◆ **OBIETTIVO DEL COMPITO**
Riporta fedelmente il tratto del testo sulla narrazione palestinese che va da "Tradotto da Grazia" fino a "di sentirla raccontare.".

◆ **BLOCCO DI TESTO**

════════

Tamam Mohsen 01/10/2019
La narrazione palestinese implica necessariamente momenti patriottici e storici poiché, dopo 70 anni in esilio e come rifugiati, il sogno di una casa rimane vivido per coloro che raccontano le storie, con la speranza che i loro figli possano un giorno tornare in patria.

Tradotto da Grazia Parolari

Editato da Fausto Giudice

Della mia infanzia, ricordo chiaramente come il viso di mia madre cambiasse la sera. Rimuoveva la sua espressione severa e austera e diventava tenera e sognante. Raccontava a me e ai miei fratelli storie emozionanti come “Giabina” (Formaggina) o “Metà e Metà” e molte storie in cui la temuta orchessa “Al Ghoula” era il personaggio principale. Ricordo come i nostri cuori fremevano quando pronunciava l’attesa frase ” Vai oh giorno, vieni oh giorno ” che aumentava il nostro desiderio di sentirla raccontare.

════════

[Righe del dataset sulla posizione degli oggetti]
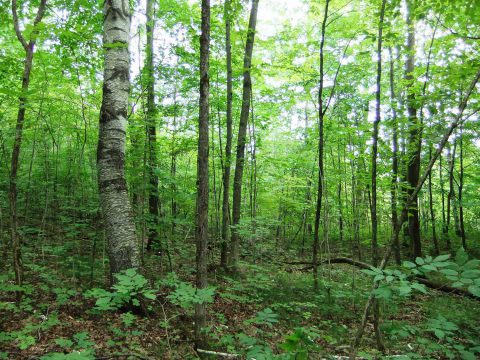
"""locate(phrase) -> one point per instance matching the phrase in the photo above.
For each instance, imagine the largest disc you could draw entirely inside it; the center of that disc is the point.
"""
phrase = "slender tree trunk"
(173, 165)
(415, 137)
(451, 192)
(376, 123)
(12, 194)
(228, 145)
(442, 190)
(153, 201)
(117, 211)
(201, 219)
(321, 115)
(460, 193)
(404, 214)
(242, 132)
(432, 212)
(394, 185)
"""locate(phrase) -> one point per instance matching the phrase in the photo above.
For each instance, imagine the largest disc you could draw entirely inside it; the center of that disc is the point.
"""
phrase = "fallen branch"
(362, 265)
(226, 355)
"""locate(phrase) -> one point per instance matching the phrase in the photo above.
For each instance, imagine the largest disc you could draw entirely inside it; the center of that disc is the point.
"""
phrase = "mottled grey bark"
(201, 219)
(228, 146)
(28, 46)
(394, 185)
(242, 133)
(376, 123)
(321, 116)
(415, 138)
(116, 207)
(153, 200)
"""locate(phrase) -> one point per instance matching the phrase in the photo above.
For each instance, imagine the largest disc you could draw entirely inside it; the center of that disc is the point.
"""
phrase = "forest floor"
(265, 310)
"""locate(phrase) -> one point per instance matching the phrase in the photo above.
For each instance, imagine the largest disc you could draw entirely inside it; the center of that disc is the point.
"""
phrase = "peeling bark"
(116, 207)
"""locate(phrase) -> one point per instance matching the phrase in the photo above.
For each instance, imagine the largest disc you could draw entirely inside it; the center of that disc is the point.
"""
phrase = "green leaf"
(409, 264)
(419, 261)
(449, 272)
(419, 287)
(461, 257)
(429, 267)
(441, 258)
(475, 290)
(439, 333)
(471, 274)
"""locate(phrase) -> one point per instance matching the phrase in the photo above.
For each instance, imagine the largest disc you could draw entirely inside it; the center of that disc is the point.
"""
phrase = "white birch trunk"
(117, 212)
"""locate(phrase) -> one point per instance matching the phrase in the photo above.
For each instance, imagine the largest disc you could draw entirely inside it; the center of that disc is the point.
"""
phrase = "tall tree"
(28, 46)
(153, 202)
(201, 220)
(373, 208)
(394, 185)
(228, 145)
(242, 133)
(415, 136)
(321, 117)
(117, 210)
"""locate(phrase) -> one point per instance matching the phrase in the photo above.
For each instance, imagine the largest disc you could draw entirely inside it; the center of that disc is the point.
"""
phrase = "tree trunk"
(201, 219)
(442, 190)
(376, 123)
(242, 132)
(321, 115)
(117, 211)
(460, 193)
(12, 194)
(228, 145)
(414, 141)
(153, 202)
(451, 192)
(432, 212)
(394, 186)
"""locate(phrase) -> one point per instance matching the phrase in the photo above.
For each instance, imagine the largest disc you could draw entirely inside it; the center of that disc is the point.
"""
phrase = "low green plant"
(462, 272)
(24, 338)
(185, 295)
(393, 282)
(298, 344)
(130, 288)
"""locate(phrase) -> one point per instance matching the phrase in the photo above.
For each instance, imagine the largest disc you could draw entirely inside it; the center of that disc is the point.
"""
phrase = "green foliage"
(442, 328)
(265, 317)
(393, 282)
(26, 337)
(463, 273)
(129, 288)
(298, 344)
(185, 295)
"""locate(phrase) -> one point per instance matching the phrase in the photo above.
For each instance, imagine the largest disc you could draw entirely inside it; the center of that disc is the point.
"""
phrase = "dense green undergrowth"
(264, 312)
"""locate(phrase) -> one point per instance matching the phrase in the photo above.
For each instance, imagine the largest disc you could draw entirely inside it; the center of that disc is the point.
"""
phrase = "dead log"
(362, 265)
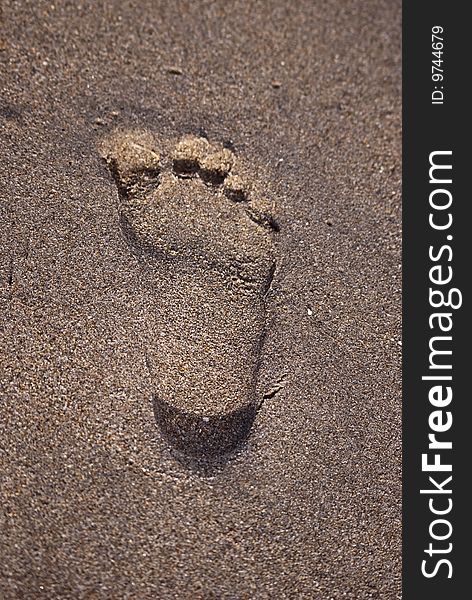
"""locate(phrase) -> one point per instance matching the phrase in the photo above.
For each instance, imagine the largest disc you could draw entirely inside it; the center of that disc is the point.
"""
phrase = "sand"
(95, 501)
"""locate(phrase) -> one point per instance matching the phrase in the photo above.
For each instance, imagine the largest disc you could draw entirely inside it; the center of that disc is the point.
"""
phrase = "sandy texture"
(95, 503)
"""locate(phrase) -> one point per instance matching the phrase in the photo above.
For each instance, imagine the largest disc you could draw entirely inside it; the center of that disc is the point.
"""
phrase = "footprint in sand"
(194, 207)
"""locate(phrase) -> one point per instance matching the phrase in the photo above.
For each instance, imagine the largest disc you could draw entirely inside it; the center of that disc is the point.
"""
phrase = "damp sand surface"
(95, 501)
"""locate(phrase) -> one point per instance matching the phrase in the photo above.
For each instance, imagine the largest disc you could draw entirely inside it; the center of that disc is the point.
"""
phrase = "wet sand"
(95, 501)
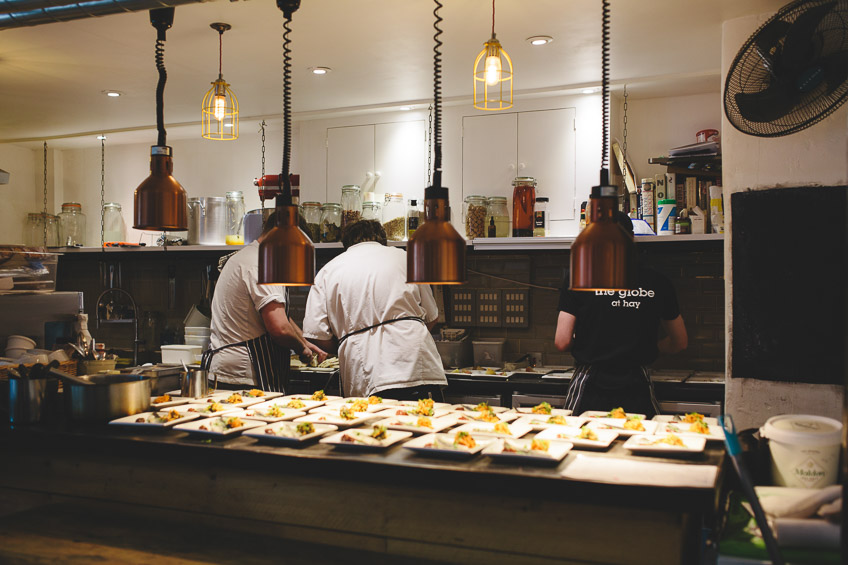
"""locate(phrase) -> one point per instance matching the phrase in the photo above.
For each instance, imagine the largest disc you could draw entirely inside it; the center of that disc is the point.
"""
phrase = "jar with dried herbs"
(475, 217)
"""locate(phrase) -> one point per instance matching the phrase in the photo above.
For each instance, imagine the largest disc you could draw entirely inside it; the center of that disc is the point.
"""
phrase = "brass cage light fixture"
(493, 75)
(602, 255)
(220, 105)
(435, 254)
(286, 254)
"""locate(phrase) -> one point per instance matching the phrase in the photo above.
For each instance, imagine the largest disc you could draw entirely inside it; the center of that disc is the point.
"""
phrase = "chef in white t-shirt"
(252, 336)
(362, 305)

════════

◆ **RISPOSTA**
Tradotto da Grazia Parolari

Editato da Fausto Giudice

Della mia infanzia, ricordo chiaramente come il viso di mia madre cambiasse la sera. Rimuoveva la sua espressione severa e austera e diventava tenera e sognante. Raccontava a me e ai miei fratelli storie emozionanti come “Giabina” (Formaggina) o “Metà e Metà” e molte storie in cui la temuta orchessa “Al Ghoula” era il personaggio principale. Ricordo come i nostri cuori fremevano quando pronunciava l’attesa frase ” Vai oh giorno, vieni oh giorno ” che aumentava il nostro desiderio di sentirla raccontare.